Your job is to write out each record exactly, leaving none out.
^^^^
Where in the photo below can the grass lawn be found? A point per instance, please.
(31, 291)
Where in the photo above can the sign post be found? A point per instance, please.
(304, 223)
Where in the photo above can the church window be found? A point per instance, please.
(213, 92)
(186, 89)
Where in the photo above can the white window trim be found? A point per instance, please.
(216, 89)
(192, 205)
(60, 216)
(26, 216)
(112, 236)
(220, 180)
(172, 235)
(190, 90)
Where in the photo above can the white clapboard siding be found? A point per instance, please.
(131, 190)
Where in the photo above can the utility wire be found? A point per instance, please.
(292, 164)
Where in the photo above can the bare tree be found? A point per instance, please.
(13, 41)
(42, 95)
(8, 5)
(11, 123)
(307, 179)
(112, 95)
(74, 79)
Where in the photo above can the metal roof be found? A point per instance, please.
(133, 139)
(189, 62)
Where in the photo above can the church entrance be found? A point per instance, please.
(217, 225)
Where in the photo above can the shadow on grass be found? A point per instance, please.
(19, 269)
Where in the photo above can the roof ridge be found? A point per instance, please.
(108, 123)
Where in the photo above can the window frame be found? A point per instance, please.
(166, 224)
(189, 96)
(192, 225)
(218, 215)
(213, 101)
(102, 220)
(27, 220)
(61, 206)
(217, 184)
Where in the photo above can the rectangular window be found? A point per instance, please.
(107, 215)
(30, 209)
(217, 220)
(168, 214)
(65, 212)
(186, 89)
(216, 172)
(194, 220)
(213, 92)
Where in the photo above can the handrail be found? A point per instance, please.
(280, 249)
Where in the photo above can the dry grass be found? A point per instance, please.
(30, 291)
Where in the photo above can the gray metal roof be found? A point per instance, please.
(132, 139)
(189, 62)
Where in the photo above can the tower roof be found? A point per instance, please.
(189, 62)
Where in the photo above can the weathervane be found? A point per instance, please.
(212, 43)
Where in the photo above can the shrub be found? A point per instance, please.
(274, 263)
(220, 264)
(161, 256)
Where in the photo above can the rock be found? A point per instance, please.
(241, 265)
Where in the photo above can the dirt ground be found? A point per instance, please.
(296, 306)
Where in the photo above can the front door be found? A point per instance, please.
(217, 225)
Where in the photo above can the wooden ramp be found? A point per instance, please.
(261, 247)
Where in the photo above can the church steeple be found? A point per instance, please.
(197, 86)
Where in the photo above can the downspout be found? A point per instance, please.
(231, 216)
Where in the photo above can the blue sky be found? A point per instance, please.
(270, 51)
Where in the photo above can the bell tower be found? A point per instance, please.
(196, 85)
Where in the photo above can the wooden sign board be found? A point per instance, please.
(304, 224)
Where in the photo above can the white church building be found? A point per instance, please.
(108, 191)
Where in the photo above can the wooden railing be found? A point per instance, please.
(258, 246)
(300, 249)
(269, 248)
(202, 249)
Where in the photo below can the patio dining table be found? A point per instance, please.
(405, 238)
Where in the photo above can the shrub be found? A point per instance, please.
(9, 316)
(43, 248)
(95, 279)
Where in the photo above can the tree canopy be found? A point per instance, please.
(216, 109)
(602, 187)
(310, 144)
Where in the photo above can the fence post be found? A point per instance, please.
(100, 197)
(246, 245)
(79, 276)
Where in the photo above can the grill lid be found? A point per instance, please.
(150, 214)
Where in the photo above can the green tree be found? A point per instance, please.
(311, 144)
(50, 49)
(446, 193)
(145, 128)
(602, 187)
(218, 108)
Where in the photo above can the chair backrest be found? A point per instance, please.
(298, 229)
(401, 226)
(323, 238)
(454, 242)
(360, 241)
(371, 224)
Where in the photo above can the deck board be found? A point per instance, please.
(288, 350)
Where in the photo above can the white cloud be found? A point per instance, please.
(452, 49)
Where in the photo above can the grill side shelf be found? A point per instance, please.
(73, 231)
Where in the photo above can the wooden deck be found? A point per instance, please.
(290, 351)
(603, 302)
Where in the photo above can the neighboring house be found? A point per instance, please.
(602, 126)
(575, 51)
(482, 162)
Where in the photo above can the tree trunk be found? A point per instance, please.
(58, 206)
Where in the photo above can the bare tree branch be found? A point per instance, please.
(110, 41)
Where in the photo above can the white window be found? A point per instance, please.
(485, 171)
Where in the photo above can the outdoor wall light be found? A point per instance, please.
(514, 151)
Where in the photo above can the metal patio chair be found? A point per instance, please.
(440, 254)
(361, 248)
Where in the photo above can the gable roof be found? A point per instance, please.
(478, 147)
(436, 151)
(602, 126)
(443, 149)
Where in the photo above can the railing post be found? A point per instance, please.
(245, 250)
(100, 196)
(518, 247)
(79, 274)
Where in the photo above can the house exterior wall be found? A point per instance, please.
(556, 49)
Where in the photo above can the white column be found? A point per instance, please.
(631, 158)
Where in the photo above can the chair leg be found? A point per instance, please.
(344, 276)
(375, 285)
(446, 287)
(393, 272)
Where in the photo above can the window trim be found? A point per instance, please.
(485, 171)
^^^^
__RESPONSE__
Where in the photo below can the grass lawn be found? A point per instance, please.
(31, 291)
Where in the photo above can the sign post be found? A point per instance, please.
(304, 223)
Where in the photo above can the church window be found? A point per instance, please.
(213, 92)
(186, 89)
Where in the photo above can the white window trim be found? A point per instance, please.
(216, 89)
(192, 205)
(60, 216)
(26, 216)
(112, 236)
(220, 180)
(172, 235)
(190, 90)
Where in the photo above can the white clapboard siding be found? A point per instance, please.
(131, 190)
Where in the photo above can the utility wire be found? A point per instance, please.
(292, 164)
Where in the photo above can the bare tree be found? A point per instance, please.
(13, 41)
(42, 95)
(8, 5)
(11, 123)
(307, 179)
(112, 95)
(74, 79)
Where in the photo above can the metal roof be found? A point per instance, please.
(133, 139)
(189, 62)
Where in the photo above can the church entrance be found? A point per instance, please.
(217, 225)
Where in the photo above can the shadow on grass be found? A point per instance, please.
(19, 269)
Where in the photo above can the roof ridge be found? A point per instance, please.
(108, 123)
Where in the photo above can the window frame be found? A point per instance, please.
(166, 224)
(189, 96)
(192, 225)
(218, 215)
(213, 101)
(102, 220)
(27, 220)
(61, 206)
(217, 184)
Where in the photo above can the rectangular window be found? A point per instance, please.
(107, 215)
(30, 209)
(217, 220)
(168, 214)
(65, 212)
(186, 89)
(216, 172)
(194, 220)
(213, 92)
Where in the photo above can the handrail be found? A point per instance, please.
(280, 249)
Where in the photo above can the dry grass be found? A point per instance, please.
(30, 291)
Where in the photo above can the gray metal roof be found? A point per instance, please.
(132, 139)
(189, 62)
Where in the photo above can the tower roof be found? A point per instance, please.
(189, 62)
Where in the photo above can the weathervane be found? A point per instance, please.
(212, 43)
Where in the photo above can the shrub be found? A point per instance, please.
(274, 263)
(220, 264)
(161, 256)
Where in the photo above can the rock be found? A point per instance, please.
(241, 265)
Where in the photo above can the dirt ground be found? A point per instance, please.
(296, 306)
Where in the photo above can the front door be found? A point per instance, please.
(217, 225)
Where in the photo above can the wooden ramp be found? A point per instance, please.
(261, 247)
Where in the photo above can the church steeple be found? A point per instance, please.
(197, 86)
Where in the photo above can the downspout be found? A point per instance, please.
(231, 216)
Where in the photo above can the blue sky be found? A point per instance, please.
(270, 51)
Where in the photo above can the bell tower be found? A point per instance, please.
(196, 85)
Where in the photo above can the wooden sign board be found? A point per instance, please.
(304, 224)
Where in the photo above can the white church building be found? A point per instance, please.
(108, 191)
Where in the photo above can the wooden railing be found? A point per instance, please.
(258, 246)
(300, 249)
(269, 248)
(202, 249)
Where in the photo below can the patio dining table be found? A point per instance, please.
(405, 238)
Where in the photo above can the shrub be found? A point per instance, please.
(9, 316)
(43, 248)
(95, 279)
Where in the photo above can the tree canopy be found? A point per instance, please.
(216, 109)
(602, 187)
(310, 144)
Where in the photo above can the fence post be found? A point per instance, please.
(100, 197)
(246, 245)
(79, 276)
Where in the photo above can the grill lid be found? A point per instance, please.
(150, 214)
Where in the photo above can the green tree be found? A point per instance, please.
(311, 144)
(50, 49)
(446, 193)
(145, 128)
(602, 187)
(218, 108)
Where in the photo above can the chair backrest be found? A point per instance, please.
(298, 229)
(401, 226)
(323, 238)
(454, 242)
(360, 241)
(371, 224)
Where in the photo above can the deck board be found? A point per instance, please.
(288, 350)
Where in the photo above can the white cloud be found? A point per instance, please.
(452, 49)
Where in the photo above can the grill side shelf be found? A point per instance, please.
(73, 231)
Where in the photo above can the wooden deck be found? A point per instance, please.
(290, 351)
(603, 302)
Where in the photo above can the neighboring house be found? A point per instance, please.
(602, 126)
(575, 51)
(482, 162)
Where in the photo above can the tree trunk be found? A point per instance, please.
(58, 206)
Where in the photo above can the bare tree branch be found? A point per instance, please.
(110, 41)
Where in the photo above can the white window be found? A point per instance, please.
(485, 171)
Where in the photo above can the outdoor wall light be found? A point per instance, please.
(514, 151)
Where in the photo above can the metal patio chair be found? A point per instance, please.
(440, 254)
(361, 248)
Where in the photo above can the gable roof be found? A point per instance, please.
(478, 147)
(436, 151)
(602, 126)
(443, 149)
Where in the photo above can the railing post be found? A point per instance, please.
(245, 250)
(100, 196)
(518, 247)
(79, 274)
Where in the photo above can the house exterior wall be found? A point per instance, please.
(556, 49)
Where in the photo above can the white column be found? A point per instance, please.
(631, 158)
Where in the photo above can the chair leg be found? A point per instance, please.
(344, 276)
(375, 285)
(446, 287)
(393, 272)
Where in the photo above can the window trim be found? A point per instance, please.
(485, 171)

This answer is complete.